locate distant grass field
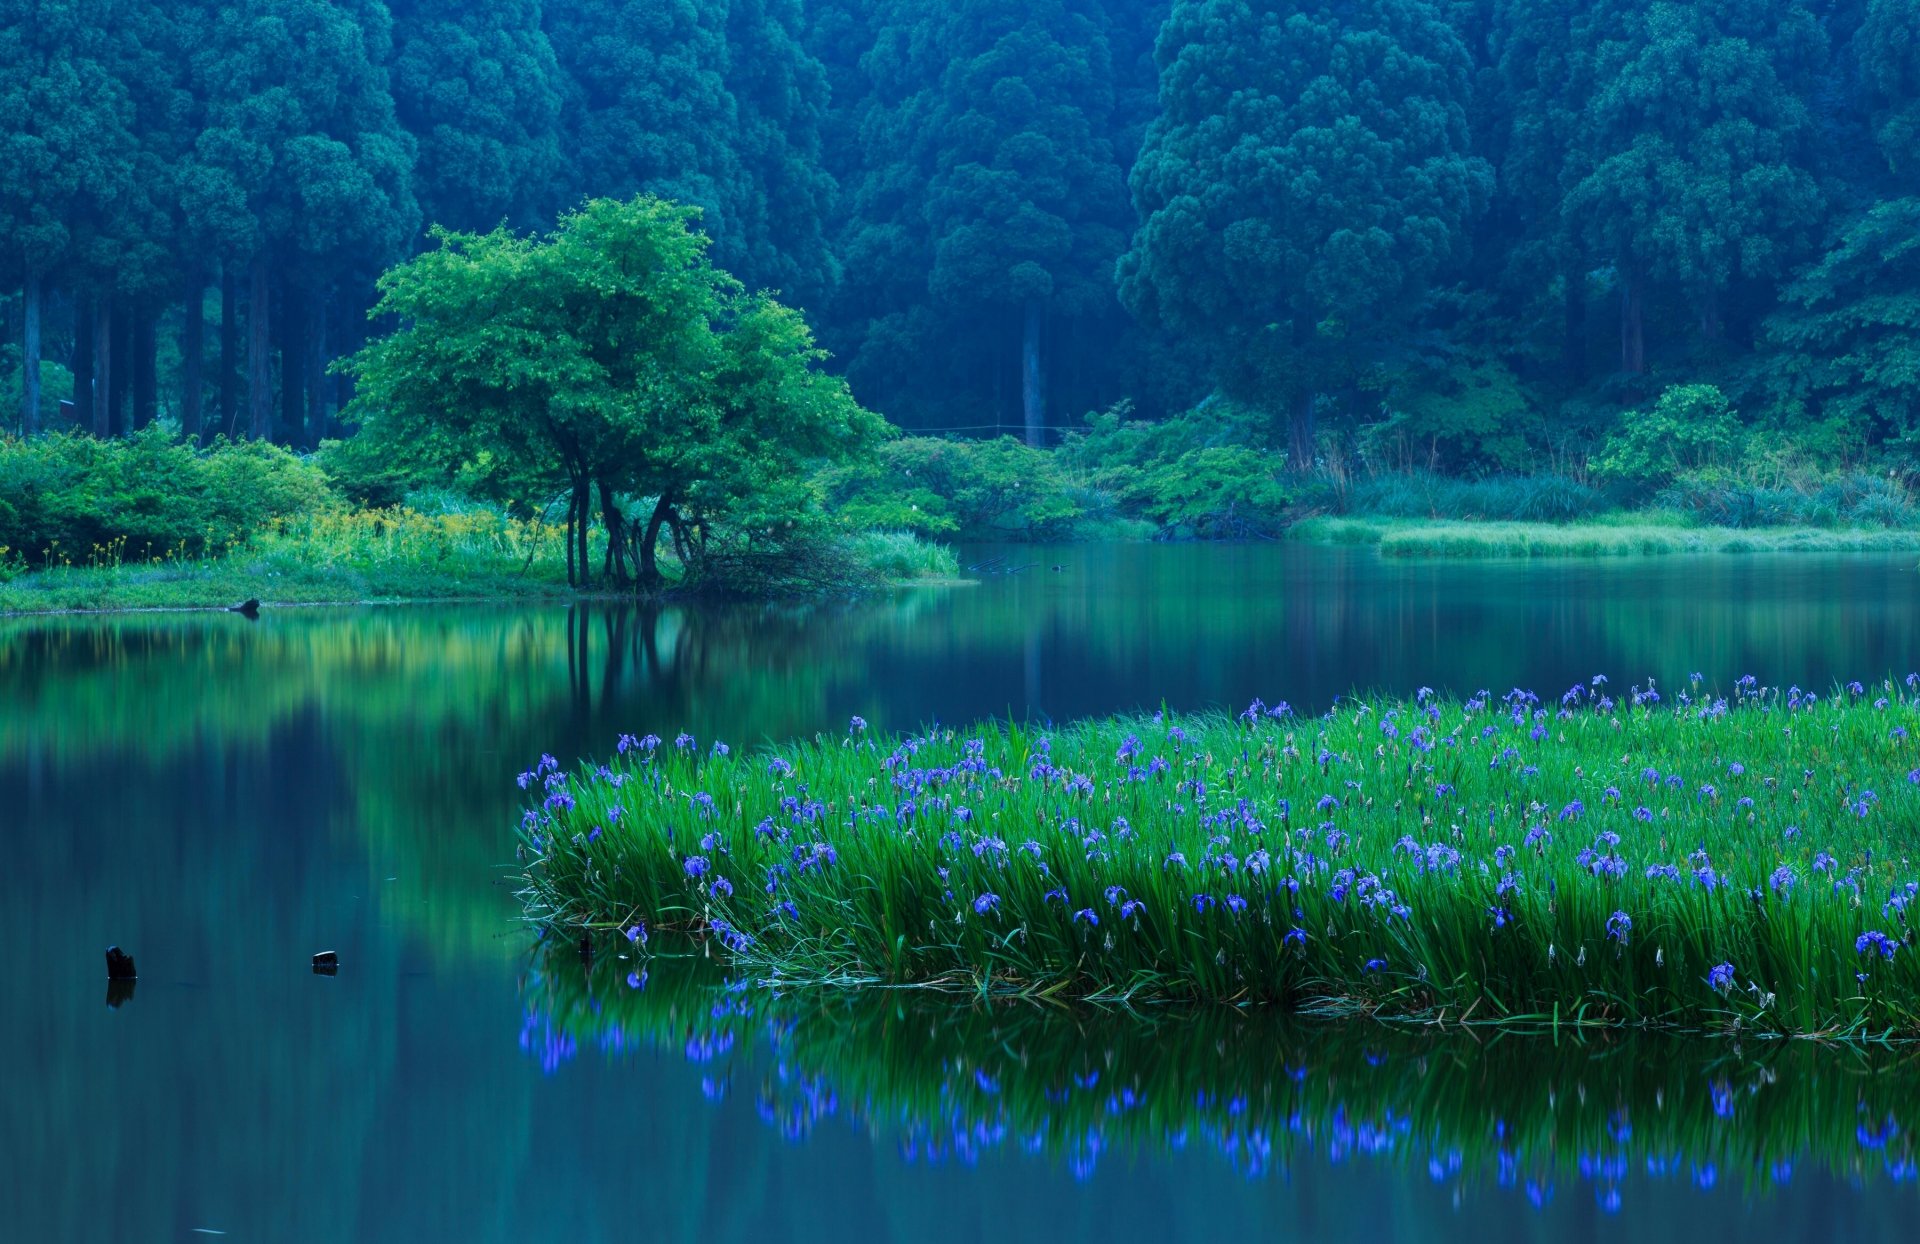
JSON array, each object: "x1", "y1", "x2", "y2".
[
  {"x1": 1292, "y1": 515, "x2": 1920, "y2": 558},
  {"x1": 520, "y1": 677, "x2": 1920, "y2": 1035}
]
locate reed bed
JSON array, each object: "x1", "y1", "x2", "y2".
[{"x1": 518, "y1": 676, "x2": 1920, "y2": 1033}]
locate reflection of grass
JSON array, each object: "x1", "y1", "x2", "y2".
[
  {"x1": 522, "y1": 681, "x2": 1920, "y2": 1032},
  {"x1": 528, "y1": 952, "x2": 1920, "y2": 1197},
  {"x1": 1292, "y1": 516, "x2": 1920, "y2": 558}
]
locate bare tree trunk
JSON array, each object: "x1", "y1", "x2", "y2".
※
> What the task asks: Pictures are to be left out; repeat all the remaining data exactly.

> Answer area:
locate distant grass field
JSON array, each object: "x1", "y1", "x2", "y2".
[
  {"x1": 1292, "y1": 515, "x2": 1920, "y2": 558},
  {"x1": 520, "y1": 677, "x2": 1920, "y2": 1035}
]
locate reed bed
JSON array, each object: "x1", "y1", "x2", "y2".
[{"x1": 518, "y1": 676, "x2": 1920, "y2": 1033}]
locate reflection of grass
JSON array, each object: "x1", "y1", "x2", "y2".
[
  {"x1": 522, "y1": 681, "x2": 1920, "y2": 1032},
  {"x1": 528, "y1": 952, "x2": 1920, "y2": 1197},
  {"x1": 1292, "y1": 516, "x2": 1920, "y2": 558}
]
locate bare tree trunk
JSON array, each object: "x1", "y1", "x2", "y2".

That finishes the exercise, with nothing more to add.